Chico
Buarque no rádio, maquiagem espalhada na mesa, vinho no gargalo. Só poderia ser
a preparação de um grupo de atores para entrar em cena. Nosso entrar em
cena, nem sempre é um "entrar em cena", pode haver
algum longo trajeto até nosso espaço de apresentação, nossos camarins já foram
a rua, o sindicato, a Assembleia Legislativa, a universidade
federal, uma escola, e alguns deles ficavam até em teatros. Nada anormal
se fosse para um grupo de teatro de rua, o que não é nosso caso.
Desta
vez nosso ponto de encontro foi um belo lugar localizado no bairro agora
Farroupilha (cá entre nós, Santana). Solícito e solidário como sempre,
Roberto do Comitê Latinoamericano só não abriu as portas porque eu estava com a
chave há tempos, neste "bar politizado", ele já me aguentou
encenando, cantando, dançando, discursando, bebendo, reclamando da
bebida e a última coisa que esperava é ver duas viaturas da SUSEPE
estacionar na porta do local para transportar a trupe.
Nesta ocasião seríamos as estrelas (nada
daquelas algemas nem do "porta malas" nada anatômico da
apresentação contra o aumento da passagem de ônibus), o Grupo Trilho de Teatro
Popular apresentaria seu teatro na Penitenciária Feminina Madre
Pelletier. Recebi os motoristas com um charuto aceso numa mão e uma
garrafa com vinho na outra, devem ter achado que éramos um bando de artistas
pequeno-burgueses loucos para começar a revolução tomando a bastilha,
infelizmente somos todos assalariad@s e a
maioria disponibilizou o turno em que não trabalha, meu chefe me liberou
com esperanças de que finalmente não me deixassem sair do presídio...

+===+

**TAREFA A**
Apresente em forma de lista numerada, omitindo as linhas em branco, o trecho da listagem que vai da linha que contém "In this exercise you will label the utility" até a linha que contém "(1090, 266)", ambas incluídas.
O texto e a listagem constituem materiais independentes entre si.

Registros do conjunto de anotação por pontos
+===+

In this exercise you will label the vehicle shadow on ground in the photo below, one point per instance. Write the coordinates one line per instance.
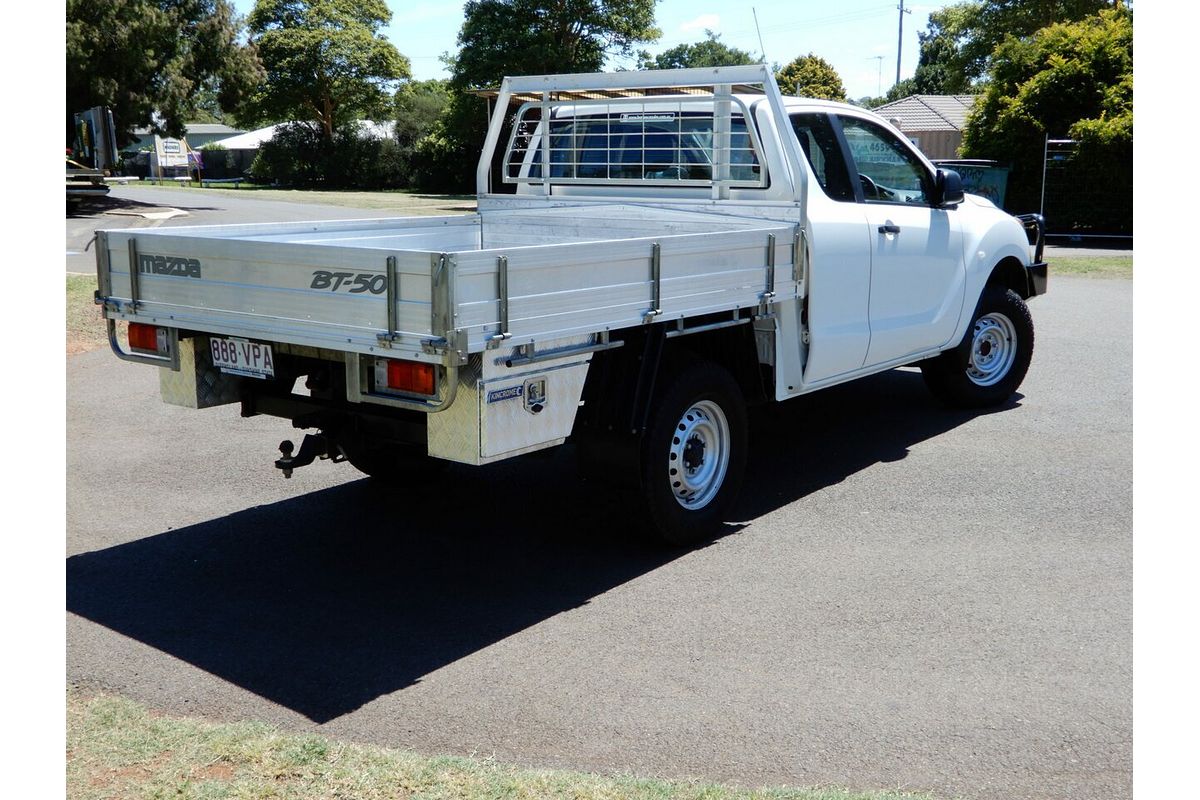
(330, 600)
(817, 440)
(97, 206)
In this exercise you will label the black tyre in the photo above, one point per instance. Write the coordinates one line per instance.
(694, 453)
(993, 359)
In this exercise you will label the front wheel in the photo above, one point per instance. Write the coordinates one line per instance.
(694, 453)
(993, 359)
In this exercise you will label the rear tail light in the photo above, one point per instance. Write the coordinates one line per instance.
(148, 338)
(411, 377)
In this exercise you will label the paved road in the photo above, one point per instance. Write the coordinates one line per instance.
(915, 597)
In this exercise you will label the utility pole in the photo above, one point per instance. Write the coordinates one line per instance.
(879, 86)
(900, 40)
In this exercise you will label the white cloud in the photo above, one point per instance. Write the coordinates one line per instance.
(703, 22)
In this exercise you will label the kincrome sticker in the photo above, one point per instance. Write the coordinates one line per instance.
(184, 268)
(511, 392)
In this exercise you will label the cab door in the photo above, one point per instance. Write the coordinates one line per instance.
(918, 275)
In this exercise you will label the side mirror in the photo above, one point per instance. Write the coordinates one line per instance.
(949, 187)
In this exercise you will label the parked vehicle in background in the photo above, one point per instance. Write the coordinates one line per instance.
(677, 245)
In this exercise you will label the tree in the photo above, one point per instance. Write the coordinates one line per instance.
(709, 53)
(515, 37)
(810, 76)
(508, 37)
(325, 61)
(957, 46)
(419, 106)
(154, 61)
(1067, 80)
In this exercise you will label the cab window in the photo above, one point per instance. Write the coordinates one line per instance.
(887, 169)
(820, 145)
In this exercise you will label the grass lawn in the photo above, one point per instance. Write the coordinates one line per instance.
(85, 326)
(118, 749)
(1090, 266)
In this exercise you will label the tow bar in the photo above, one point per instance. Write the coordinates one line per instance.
(312, 447)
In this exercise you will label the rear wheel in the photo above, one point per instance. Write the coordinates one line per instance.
(993, 359)
(694, 453)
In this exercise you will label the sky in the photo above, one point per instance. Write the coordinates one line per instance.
(858, 37)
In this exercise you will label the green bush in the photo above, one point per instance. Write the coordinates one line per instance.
(300, 156)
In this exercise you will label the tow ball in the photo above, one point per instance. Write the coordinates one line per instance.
(312, 447)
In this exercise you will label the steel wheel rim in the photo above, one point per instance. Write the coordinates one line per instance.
(699, 457)
(993, 349)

+===+

**TAREFA B**
De acordo com o texto extraído, em que penitenciária o Grupo Trilho de Teatro Popular apresentaria seu teatro?

**RESPOSTA ESPERADA A**
1. In this exercise you will label the utility pole in the photo above, one point per instance. Write the coordinates one line per instance.
2. (879, 86)
3. (900, 40)
4. In this exercise you will label the white cloud in the photo above, one point per instance. Write the coordinates one line per instance.
5. (703, 22)
6. In this exercise you will label the kincrome sticker in the photo above, one point per instance. Write the coordinates one line per instance.
7. (184, 268)
8. (511, 392)
9. In this exercise you will label the cab door in the photo above, one point per instance. Write the coordinates one line per instance.
10. (918, 275)
11. In this exercise you will label the side mirror in the photo above, one point per instance. Write the coordinates one line per instance.
12. (949, 187)
13. In this exercise you will label the parked vehicle in background in the photo above, one point per instance. Write the coordinates one line per instance.
14. (677, 245)
15. In this exercise you will label the tree in the photo above, one point per instance. Write the coordinates one line per instance.
16. (709, 53)
17. (515, 37)
18. (810, 76)
19. (508, 37)
20. (325, 61)
21. (957, 46)
22. (419, 106)
23. (154, 61)
24. (1067, 80)
25. In this exercise you will label the cab window in the photo above, one point per instance. Write the coordinates one line per instance.
26. (887, 169)
27. (820, 145)
28. In this exercise you will label the grass lawn in the photo above, one point per instance. Write the coordinates one line per instance.
29. (85, 326)
30. (118, 749)
31. (1090, 266)

**RESPOSTA ESPERADA B**
Na Penitenciária Feminina Madre Pelletier.